PROVIDED ENTRIES:
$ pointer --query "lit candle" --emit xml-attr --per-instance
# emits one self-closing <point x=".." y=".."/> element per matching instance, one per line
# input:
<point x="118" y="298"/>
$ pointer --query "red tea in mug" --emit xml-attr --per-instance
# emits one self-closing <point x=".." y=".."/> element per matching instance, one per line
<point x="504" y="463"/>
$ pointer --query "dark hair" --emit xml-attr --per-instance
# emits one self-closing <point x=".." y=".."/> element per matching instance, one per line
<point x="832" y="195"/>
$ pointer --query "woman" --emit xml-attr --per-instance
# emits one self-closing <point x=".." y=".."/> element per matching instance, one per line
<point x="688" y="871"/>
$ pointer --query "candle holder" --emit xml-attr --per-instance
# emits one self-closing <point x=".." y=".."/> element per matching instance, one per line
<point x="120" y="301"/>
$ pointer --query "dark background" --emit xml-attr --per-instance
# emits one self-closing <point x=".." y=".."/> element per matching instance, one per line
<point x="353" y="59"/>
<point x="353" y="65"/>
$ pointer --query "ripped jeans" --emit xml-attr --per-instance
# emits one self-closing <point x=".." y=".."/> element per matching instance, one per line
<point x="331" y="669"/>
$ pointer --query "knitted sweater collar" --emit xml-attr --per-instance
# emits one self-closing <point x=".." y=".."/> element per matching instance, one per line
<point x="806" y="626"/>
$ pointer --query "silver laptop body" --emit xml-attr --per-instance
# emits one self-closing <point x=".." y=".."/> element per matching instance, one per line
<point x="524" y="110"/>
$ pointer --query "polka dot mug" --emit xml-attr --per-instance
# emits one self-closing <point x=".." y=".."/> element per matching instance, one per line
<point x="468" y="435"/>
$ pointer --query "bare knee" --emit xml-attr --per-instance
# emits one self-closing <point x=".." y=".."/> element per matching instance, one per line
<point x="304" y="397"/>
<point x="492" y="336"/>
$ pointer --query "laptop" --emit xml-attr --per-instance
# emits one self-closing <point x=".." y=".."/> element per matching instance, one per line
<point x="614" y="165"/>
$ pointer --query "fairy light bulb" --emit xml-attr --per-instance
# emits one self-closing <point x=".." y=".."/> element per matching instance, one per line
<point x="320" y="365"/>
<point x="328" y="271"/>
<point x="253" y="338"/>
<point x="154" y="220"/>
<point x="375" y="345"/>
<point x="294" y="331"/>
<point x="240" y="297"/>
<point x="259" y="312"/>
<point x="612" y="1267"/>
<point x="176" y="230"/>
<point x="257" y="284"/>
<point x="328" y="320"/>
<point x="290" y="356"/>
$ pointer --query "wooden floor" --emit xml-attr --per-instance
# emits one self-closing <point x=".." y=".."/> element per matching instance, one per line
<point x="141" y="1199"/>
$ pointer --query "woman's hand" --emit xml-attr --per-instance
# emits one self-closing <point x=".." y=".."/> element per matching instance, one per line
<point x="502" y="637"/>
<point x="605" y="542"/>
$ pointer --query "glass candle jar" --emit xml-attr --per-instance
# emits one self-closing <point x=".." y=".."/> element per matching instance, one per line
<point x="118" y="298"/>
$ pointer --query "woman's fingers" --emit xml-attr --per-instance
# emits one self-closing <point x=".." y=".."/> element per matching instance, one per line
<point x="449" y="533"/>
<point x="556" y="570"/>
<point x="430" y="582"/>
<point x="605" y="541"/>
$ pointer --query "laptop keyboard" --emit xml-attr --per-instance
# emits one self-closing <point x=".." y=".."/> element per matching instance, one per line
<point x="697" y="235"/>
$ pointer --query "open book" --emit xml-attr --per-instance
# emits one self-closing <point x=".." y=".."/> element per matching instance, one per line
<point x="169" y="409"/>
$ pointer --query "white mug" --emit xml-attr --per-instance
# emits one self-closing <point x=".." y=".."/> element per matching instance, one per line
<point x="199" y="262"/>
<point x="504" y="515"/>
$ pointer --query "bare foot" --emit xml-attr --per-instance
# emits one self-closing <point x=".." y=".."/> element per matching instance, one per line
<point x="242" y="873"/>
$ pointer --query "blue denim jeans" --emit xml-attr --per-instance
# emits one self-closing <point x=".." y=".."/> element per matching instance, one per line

EXERCISE PROMPT: Display every line of the items above that contains the word "bare".

FINISHED TASK:
$ pointer --query "bare knee" --emit xml-attr --per-instance
$ pointer --query "bare foot" --emit xml-attr --per-instance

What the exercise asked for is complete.